* START SELECTED PASSAGE *

Yamashita's Ghost (Allan A. Ryan)

This book is about the trial of General Tomoyuki Yamashita in the Philippines at the end of the Second World War. It is not a simple narrative of the events that took place during the trial. The author argued that the trial was a show done to satisfy the vanity of General Douglas MacArthur. As a result, the first trial of its kind, saddled with the destiny to set a precedence, was relegated into a theatre that contravenes all manner of good legal process (pg. 88).

The book started with the concept of a military tribunal, stressing that it is a challenging one. While it is grounded in legal practice, the process is often carried out by people not trained in the legal profession. More importantly, the idea of laws governing behaviours in wars is a tenuous one. Therefore it is easy for a tribunal to end up miscarrying the justice it is supposed to uphold. This appears to be the case with the tribunal trying Yamashita.

Yamashita was charged with failing in his duty as commander of Japanese forces in the Philippines to prevent them from committing atrocities in the dying days of the war leading to what is called the Rape of Manila. The author raised two questions to this charge: the first is whether Yamashita indeed knew about what was going on, and if he did, whether he could do anything about it. The answers to both questions appear to be a resounding ‘no’. Yamashita did not know about the rampage of that was going on in Manila because he had ordered all troops to vacate the city and was not informed of any atrocities that took place later. Secondly, even if he had known, by then the American forces had so effectively cut off his communication lines that there was no way he could stop the troops even if he had wanted to.

* END SELECTED PASSAGE *

EXERCISE INSTRUCTIONS:
1. Write out the stretch of the review of Yamashita's Ghost from "Yamashita's Ghost (Allan" through "process (pg. 88).".
2. Extend the review of Yamashita's Ghost, picking up after its last sentence.

* START SUPPLIED INFORMATION *

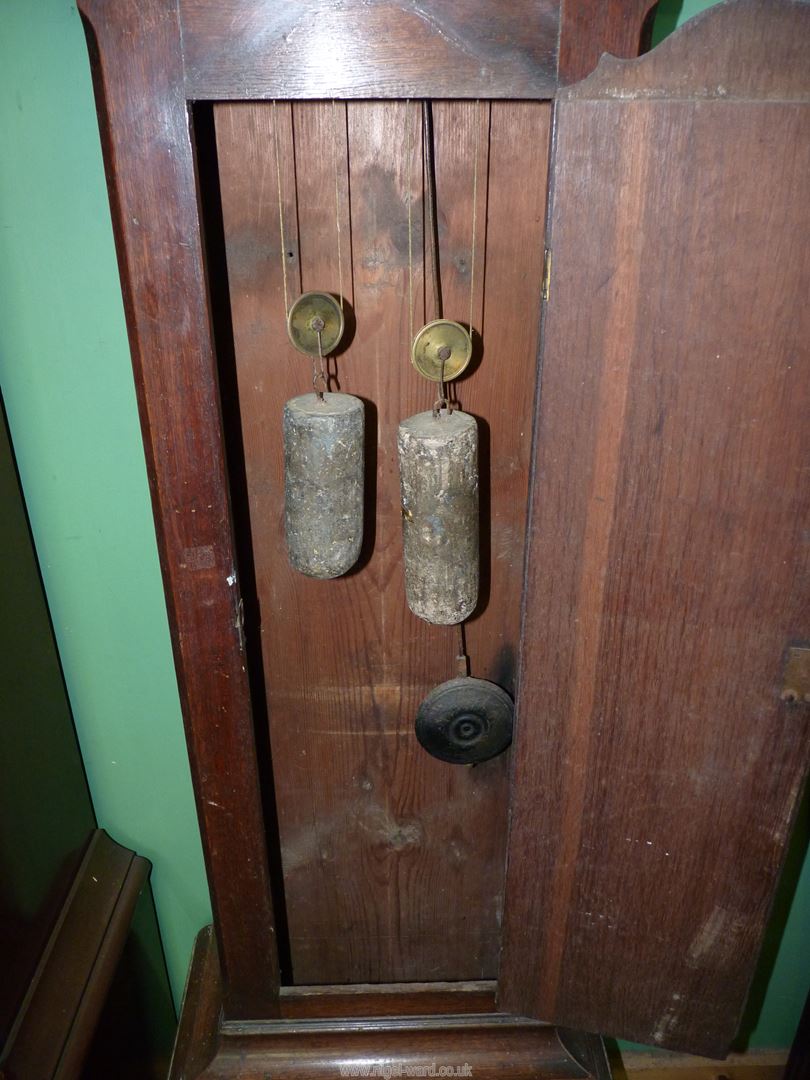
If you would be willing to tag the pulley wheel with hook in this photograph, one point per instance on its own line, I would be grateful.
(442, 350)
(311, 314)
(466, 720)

* END SUPPLIED INFORMATION *

PER-TASK OUTPUTS:
1.
Yamashita's Ghost (Allan A. Ryan)

This book is about the trial of General Tomoyuki Yamashita in the Philippines at the end of the Second World War. It is not a simple narrative of the events that took place during the trial. The author argued that the trial was a show done to satisfy the vanity of General Douglas MacArthur. As a result, the first trial of its kind, saddled with the destiny to set a precedence, was relegated into a theatre that contravenes all manner of good legal process (pg. 88).

2.
In the end Yamashita was found guilty and sentenced to death, a verdict the author felt was unjust, conceived through a ‘legal’ process flawed in so many ways. Most of his dissatisfaction however, is directed at the presiding judge, Maj. Gen. R. B. Reynolds. To him, General Reynolds was unfit to preside over the tribunal and was portrayed as incompetent (pg. 121, 161, 244) and unfair. On numerous occasions, he allowed the prosecution the latitude that would not have been in a proper trial. He admitted ‘hearsay’ and even double or triple hearsay to be admitted as evidence and when asked to make a judgement on the legality of the prosecution’s methods, could only say “sustained”. Yet, this might not have been the case had it not been for General MacArthur’s haste in wanting the tribunal to conclude quickly, therefore the sub-title “MacArthur's Justice”.

This is a book that requires careful reading and reflection; the author can easily be accused of being a revisionist arguing that a high-ranking Japanese officer was not responsible for the suffering of prisoners-of-war and civilians. To the author, war crimes tribunals is a self-contradictory concept. Wars are started for different reasons but killing of soldiers and civilians are implicit, to put it within the framework of law is oxymoronic. However, we intuitively think that people who perpetuate atrocities must be brought to justice, the question is whether it can be done properly. Despite the difficulties there is value to a war crimes tribunal (which the author argued in the last chapter of the book) and when it is convened, it has to be done properly, and given the self-contradictory nature, carefully. This was obviously not the case in the Yamashita tribunal. I do not think that the author is sympathetic to the Japanese, but he recognised that a tribunal that is not carried out properly would allow those sympathetic to the defendants to claim that it was “victors’ justice” (as argued by Maurice Bardèche in his book, Nuremberg or the Promised Land).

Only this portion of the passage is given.